▶ **Kaynak**:
Bay Kemal’in Yumuşak İktidarı

Altılı Masa, akut politika alanında sağlayabileceği hareket ufkunun yanında, aynı zamanda kronik açıdan orta ve uzun vadeli bir yeni hegemonyanın, yumuşak iktidarın, soft power’ın işaretlerini de veriyor. Ve bence bu Türkiye için çok olumlu bir şey. Biraz da Bay Kemal’in basireti sayesinde.

(Veri kümesinden öğeler)
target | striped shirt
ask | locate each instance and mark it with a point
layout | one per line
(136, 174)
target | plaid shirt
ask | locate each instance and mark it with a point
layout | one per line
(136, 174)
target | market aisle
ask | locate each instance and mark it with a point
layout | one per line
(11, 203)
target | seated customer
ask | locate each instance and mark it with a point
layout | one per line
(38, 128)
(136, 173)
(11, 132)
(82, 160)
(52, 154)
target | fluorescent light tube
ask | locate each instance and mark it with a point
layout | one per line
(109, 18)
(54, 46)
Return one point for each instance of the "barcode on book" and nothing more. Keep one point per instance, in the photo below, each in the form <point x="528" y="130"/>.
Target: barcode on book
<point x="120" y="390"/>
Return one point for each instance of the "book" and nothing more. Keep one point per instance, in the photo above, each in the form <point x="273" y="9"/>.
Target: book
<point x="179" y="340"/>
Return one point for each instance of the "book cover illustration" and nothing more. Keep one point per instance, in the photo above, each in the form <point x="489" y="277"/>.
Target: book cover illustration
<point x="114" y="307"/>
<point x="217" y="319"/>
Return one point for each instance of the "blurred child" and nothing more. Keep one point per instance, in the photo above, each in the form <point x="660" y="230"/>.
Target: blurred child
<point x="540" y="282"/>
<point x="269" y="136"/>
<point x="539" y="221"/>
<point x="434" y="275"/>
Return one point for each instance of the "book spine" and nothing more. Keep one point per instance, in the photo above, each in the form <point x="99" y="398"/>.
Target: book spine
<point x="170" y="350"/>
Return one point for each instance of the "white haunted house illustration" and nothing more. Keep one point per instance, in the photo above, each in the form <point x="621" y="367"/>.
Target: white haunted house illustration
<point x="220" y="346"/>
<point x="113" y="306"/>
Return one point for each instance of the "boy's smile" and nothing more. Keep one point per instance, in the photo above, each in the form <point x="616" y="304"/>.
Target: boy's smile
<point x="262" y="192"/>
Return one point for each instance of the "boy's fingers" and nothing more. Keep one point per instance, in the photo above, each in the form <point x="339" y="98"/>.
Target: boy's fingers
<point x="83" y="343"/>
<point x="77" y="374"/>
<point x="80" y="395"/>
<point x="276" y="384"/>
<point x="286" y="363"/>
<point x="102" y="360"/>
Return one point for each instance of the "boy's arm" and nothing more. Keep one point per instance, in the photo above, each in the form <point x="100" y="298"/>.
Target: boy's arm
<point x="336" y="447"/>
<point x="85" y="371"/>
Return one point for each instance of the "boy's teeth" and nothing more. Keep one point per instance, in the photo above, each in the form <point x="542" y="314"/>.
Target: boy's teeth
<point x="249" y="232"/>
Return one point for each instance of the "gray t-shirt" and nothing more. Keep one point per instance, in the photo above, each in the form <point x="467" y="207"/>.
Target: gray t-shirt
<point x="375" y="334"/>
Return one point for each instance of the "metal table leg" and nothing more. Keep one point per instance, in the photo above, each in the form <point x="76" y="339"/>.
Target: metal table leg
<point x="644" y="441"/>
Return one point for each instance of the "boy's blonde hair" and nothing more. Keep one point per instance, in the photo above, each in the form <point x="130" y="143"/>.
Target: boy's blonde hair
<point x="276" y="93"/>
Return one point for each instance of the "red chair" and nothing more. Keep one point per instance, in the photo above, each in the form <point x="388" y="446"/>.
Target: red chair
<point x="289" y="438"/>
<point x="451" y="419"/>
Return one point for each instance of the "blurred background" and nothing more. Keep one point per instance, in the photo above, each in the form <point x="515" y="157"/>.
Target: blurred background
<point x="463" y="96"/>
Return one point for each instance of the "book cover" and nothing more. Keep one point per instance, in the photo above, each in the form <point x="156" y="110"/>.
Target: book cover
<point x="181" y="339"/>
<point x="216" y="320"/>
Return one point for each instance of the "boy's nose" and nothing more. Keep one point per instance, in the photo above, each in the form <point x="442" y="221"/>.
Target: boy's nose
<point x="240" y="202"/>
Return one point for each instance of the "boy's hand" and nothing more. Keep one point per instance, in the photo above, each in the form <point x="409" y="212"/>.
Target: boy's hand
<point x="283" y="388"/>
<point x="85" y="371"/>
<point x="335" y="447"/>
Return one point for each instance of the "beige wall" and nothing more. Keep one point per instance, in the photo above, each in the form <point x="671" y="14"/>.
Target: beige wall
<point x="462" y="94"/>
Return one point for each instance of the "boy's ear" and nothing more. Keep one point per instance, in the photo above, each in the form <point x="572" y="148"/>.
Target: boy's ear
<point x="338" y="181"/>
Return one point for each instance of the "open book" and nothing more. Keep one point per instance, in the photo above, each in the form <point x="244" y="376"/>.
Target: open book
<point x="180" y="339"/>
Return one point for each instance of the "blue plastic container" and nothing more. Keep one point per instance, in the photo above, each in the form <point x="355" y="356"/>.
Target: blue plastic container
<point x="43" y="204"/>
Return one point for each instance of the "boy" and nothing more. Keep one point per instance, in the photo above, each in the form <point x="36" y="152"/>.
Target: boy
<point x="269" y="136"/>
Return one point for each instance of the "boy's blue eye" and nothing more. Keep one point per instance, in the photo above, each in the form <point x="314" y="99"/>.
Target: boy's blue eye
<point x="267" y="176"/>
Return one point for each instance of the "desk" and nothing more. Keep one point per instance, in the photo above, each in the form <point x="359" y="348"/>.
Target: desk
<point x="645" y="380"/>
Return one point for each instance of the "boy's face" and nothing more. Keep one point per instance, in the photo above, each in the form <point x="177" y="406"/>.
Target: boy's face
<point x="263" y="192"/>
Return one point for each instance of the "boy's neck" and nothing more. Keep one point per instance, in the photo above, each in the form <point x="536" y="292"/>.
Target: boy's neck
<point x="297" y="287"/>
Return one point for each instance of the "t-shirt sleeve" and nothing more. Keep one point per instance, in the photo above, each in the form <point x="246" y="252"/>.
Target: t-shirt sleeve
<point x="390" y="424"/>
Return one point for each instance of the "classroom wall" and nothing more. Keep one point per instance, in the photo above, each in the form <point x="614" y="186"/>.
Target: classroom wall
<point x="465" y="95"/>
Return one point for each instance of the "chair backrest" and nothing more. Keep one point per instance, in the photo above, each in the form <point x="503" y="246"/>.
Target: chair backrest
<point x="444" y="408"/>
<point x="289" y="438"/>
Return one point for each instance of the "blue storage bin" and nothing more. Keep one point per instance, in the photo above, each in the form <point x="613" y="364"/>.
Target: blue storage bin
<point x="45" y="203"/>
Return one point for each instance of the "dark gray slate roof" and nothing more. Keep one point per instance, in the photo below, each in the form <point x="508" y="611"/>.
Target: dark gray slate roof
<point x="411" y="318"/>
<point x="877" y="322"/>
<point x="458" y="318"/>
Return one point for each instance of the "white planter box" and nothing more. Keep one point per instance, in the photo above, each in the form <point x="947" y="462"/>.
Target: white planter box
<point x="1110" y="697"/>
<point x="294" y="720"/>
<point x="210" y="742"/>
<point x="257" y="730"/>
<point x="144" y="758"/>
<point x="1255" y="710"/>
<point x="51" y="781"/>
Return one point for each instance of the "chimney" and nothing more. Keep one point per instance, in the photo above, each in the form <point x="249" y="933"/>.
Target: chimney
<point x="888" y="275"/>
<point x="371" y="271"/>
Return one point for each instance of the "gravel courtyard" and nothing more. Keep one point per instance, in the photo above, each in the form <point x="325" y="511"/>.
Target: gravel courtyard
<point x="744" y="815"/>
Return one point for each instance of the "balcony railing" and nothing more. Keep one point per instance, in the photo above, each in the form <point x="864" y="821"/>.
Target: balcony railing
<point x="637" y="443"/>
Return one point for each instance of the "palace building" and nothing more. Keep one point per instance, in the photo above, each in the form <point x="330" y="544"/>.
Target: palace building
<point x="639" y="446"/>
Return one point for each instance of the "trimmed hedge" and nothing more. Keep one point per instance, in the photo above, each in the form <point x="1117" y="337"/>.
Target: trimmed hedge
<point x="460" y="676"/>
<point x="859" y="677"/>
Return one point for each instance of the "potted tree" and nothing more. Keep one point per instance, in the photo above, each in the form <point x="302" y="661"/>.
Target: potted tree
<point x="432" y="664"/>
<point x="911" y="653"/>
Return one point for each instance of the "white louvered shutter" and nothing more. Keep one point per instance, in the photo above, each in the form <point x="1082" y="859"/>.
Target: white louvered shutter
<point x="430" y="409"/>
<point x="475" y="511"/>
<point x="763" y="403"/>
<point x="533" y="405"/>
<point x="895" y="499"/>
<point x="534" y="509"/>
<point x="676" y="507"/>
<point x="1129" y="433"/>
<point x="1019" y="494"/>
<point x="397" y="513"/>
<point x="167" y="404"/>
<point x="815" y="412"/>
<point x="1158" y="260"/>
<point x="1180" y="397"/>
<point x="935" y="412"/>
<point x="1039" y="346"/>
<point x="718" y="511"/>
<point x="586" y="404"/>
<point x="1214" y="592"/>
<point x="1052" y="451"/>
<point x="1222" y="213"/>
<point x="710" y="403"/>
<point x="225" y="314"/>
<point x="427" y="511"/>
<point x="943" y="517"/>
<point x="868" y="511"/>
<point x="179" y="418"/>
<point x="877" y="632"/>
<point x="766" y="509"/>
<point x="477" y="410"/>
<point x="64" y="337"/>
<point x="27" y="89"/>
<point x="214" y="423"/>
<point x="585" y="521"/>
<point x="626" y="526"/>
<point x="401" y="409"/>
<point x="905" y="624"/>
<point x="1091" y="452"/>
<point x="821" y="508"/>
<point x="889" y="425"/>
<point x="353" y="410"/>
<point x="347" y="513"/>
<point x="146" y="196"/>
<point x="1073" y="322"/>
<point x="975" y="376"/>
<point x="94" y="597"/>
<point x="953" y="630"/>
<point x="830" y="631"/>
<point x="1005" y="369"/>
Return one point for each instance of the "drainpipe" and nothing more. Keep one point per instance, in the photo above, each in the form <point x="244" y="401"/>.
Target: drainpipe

▶ **Kısa Görev A**: Kaynak metne göre Altılı Masa'nın Türkiye için olumlu bulunan yumuşak iktidar işaretleri biraz da kimin basireti sayesindedir?
▶ **Kısa Görev B**: Kaynak metinde "Altılı Masa, akut" ile başlayıp "Kemal’in basireti sayesinde." ile biten bölümü, "Türkiye" yerine "ülkemiz" koyarak yeniden yazar mısın?

▶ **Görev Yanıtı A**: Bay Kemal'in basireti sayesinde.

▶ **Görev Yanıtı B**:
Altılı Masa, akut politika alanında sağlayabileceği hareket ufkunun yanında, aynı zamanda kronik açıdan orta ve uzun vadeli bir yeni hegemonyanın, yumuşak iktidarın, soft power’ın işaretlerini de veriyor. Ve bence bu ülkemiz için çok olumlu bir şey. Biraz da Bay Kemal’in basireti sayesinde.